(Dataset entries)
╔══

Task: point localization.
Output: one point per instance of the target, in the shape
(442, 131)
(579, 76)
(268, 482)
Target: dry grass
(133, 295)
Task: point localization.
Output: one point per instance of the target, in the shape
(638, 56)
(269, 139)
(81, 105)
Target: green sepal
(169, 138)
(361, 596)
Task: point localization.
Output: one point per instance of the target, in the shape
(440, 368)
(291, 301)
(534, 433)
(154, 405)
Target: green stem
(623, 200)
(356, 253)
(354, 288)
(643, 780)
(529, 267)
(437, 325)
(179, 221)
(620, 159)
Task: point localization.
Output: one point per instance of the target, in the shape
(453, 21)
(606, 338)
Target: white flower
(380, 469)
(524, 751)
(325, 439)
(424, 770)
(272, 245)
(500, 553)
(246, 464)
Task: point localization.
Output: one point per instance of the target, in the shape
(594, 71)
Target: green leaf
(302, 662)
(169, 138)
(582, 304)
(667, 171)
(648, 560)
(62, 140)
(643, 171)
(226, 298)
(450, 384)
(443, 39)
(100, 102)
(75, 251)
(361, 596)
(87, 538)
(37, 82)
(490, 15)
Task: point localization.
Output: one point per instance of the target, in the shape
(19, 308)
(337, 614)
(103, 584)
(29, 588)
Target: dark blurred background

╚══

### Task prompt
The records above are to be set down again exactly as written.

### Result for this task
Task: point localization.
Output: one point per instance of the target, in the shape
(442, 131)
(579, 76)
(268, 482)
Target: dry grass
(133, 295)
Task: point localization.
Output: one point per instance of the target, in the shape
(638, 56)
(269, 139)
(81, 105)
Target: green sepal
(169, 138)
(361, 596)
Task: point localization.
Output: one point per instance of the target, in the shape
(440, 368)
(291, 301)
(534, 433)
(154, 405)
Target: green stem
(623, 200)
(356, 253)
(354, 288)
(643, 780)
(529, 267)
(437, 325)
(179, 221)
(620, 159)
Task: point localization.
Output: one point per instance of the target, in the shape
(453, 21)
(606, 338)
Target: white flower
(380, 469)
(524, 751)
(325, 439)
(424, 770)
(272, 245)
(500, 553)
(246, 464)
Task: point localization.
Output: one point per instance of the target, in the shape
(594, 71)
Target: green leaf
(302, 662)
(169, 138)
(582, 304)
(667, 171)
(648, 560)
(62, 140)
(643, 171)
(226, 298)
(450, 384)
(443, 39)
(100, 102)
(75, 251)
(361, 596)
(87, 538)
(37, 82)
(490, 15)
Task: point localization.
Output: one point per instance of the target, in the shape
(19, 308)
(337, 614)
(103, 584)
(29, 588)
Target: dark blurred background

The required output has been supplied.